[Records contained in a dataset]

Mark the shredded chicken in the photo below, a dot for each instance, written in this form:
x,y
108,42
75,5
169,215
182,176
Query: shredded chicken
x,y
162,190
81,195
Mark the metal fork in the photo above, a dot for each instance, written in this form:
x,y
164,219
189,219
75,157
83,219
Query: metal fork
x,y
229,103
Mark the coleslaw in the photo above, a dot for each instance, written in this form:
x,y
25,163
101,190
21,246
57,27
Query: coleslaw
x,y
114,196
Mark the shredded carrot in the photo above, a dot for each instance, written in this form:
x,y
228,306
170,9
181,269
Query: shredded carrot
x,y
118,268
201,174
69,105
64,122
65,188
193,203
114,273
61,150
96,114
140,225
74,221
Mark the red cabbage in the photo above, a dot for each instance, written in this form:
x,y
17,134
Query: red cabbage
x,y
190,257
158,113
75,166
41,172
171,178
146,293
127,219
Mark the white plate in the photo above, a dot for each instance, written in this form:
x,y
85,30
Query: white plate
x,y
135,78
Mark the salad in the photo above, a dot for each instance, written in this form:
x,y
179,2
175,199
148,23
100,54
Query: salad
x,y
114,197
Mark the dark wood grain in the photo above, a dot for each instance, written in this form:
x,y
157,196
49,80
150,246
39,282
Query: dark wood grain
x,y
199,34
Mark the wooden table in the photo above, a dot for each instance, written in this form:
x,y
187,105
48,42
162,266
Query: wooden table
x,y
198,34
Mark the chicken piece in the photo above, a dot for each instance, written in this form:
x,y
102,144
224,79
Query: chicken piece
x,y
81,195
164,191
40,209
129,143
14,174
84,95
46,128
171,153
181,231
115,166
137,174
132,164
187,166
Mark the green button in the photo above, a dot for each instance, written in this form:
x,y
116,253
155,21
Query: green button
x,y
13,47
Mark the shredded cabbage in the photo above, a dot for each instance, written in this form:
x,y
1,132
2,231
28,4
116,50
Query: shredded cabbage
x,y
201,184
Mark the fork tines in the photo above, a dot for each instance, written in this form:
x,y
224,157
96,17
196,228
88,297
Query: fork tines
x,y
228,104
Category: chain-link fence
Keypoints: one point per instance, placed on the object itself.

**Brief**
Please copy out each record, character for character.

**Answer section**
Mark the shredded chicken in the photo below, a dot for each instance, written in this form:
x,y
108,42
75,5
169,215
182,176
Query: shredded chicken
x,y
162,190
81,195
Mark the metal fork in the photo above, a dot for each instance, written in this form:
x,y
164,219
189,219
75,157
83,219
Query: metal fork
x,y
229,103
Mark the coleslaw in the photo above, a dot for each instance, written in this form:
x,y
25,163
101,190
21,246
57,27
Query: coleslaw
x,y
114,196
Mark the shredded carrot in the photo above, a dot for each instance, written in this form:
x,y
228,306
170,9
181,269
Query: shredded carrot
x,y
118,268
201,174
69,105
64,122
65,188
193,203
114,273
61,150
96,114
140,225
74,221
Mark the red cabbage in the photo above, a dot for each instance, written in this form:
x,y
17,134
Query: red cabbage
x,y
190,257
158,113
75,166
41,172
171,178
146,293
127,219
Mark the white plate in the photo above, a dot for each instance, written in this form:
x,y
85,30
Query: white plate
x,y
135,78
Mark the salad in the photo above, a dot for each instance, written in this form:
x,y
179,2
175,199
148,23
100,54
Query: salad
x,y
114,197
Mark the dark wood grain in the photo above, a dot for each instance, written in this form:
x,y
157,196
49,80
150,246
39,282
Query: dark wood grain
x,y
199,34
Mark the wooden table in the photo above, a dot for each instance, written in this form:
x,y
187,105
48,42
162,266
Query: wooden table
x,y
198,34
Mark the chicken piece in the photo above, a dot for each instance, written in this form:
x,y
102,144
224,79
Query: chicken piece
x,y
81,195
164,191
40,209
129,143
14,174
84,95
46,128
171,153
181,231
115,166
137,174
132,164
187,166
Mark the green button in the photo above, a dot for each instance, written in this form:
x,y
116,253
155,21
Query: green button
x,y
13,47
Mark the shredded cabbage in the photo above, a dot for each instance, written in this form:
x,y
1,132
2,231
28,4
116,50
Query: shredded cabbage
x,y
201,184
Mark the fork tines in the photo above, a dot for each instance, written in this form:
x,y
224,157
96,17
196,228
88,297
Query: fork tines
x,y
228,104
Category: chain-link fence
Keypoints: one point per instance, placed on the object itself.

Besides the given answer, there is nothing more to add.